▶ **Task instructions**: Please reproduce the portion of the database schema below word for word, starting at "-- Channel preferences" and ending at "Category preferences (JSON)".
>> Begin Document segment
Part V: Schema Design

Chapter 9: Database Schema

9.1 Core Tables

-- =============================================================================
-- NOTIFICATION PLATFORM SCHEMA
-- =============================================================================

-- -----------------------------------------------------------------------------
-- Users & Preferences
-- -----------------------------------------------------------------------------

CREATE TABLE users (
    user_id UUID PRIMARY KEY,
    email VARCHAR(255),
    phone_number VARCHAR(20),
    timezone VARCHAR(50) DEFAULT 'UTC',
    locale VARCHAR(10) DEFAULT 'en-US',
    created_at TIMESTAMP NOT NULL DEFAULT NOW(),
    updated_at TIMESTAMP NOT NULL DEFAULT NOW()
);

CREATE INDEX idx_users_email ON users(email);
CREATE INDEX idx_users_phone ON users(phone_number);


CREATE TABLE user_preferences (
    user_id UUID PRIMARY KEY REFERENCES users(user_id),
    
    -- Global settings
    notifications_enabled BOOLEAN DEFAULT true,
    
    -- Channel preferences (JSON for flexibility)
    channel_preferences JSONB DEFAULT '{
        "push": {"enabled": true, "priority": 1},
        "email": {"enabled": true, "priority": 2},
        "sms": {"enabled": true, "priority": 3},
        "in_app": {"enabled": true, "priority": 1}
    }',
    
    -- Category preferences (JSON)
    category_preferences JSONB DEFAULT '{
        "transaction": {"enabled": true, "channels": ["push", "email"]},
        "security": {"enabled": true, "channels": ["push", "sms", "email"]},
        "marketing": {"enabled": true, "channels": ["email"]},
        "social": {"enabled": true, "channels": ["push", "in_app"]},
        "reminder": {"enabled": true, "channels": ["push", "email"]}
    }',
    
    -- Quiet hours
    quiet_hours_enabled BOOLEAN DEFAULT false,
    quiet_hours_start TIME,
    quiet_hours_end TIME,
    
    -- Frequency caps
    max_notifications_per_day INTEGER,
    max_marketing_per_week INTEGER DEFAULT 3,
    
    -- Version for optimistic locking (Week 5: Consistency)
>> End Document segment
>> Begin Collected data
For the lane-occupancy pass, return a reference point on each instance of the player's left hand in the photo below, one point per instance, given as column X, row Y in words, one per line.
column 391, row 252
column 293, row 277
>> End Collected data
▶ **Exercise result**:
-- Channel preferences (JSON for flexibility)
    channel_preferences JSONB DEFAULT '{
        "push": {"enabled": true, "priority": 1},
        "email": {"enabled": true, "priority": 2},
        "sms": {"enabled": true, "priority": 3},
        "in_app": {"enabled": true, "priority": 1}
    }',
    
    -- Category preferences (JSON)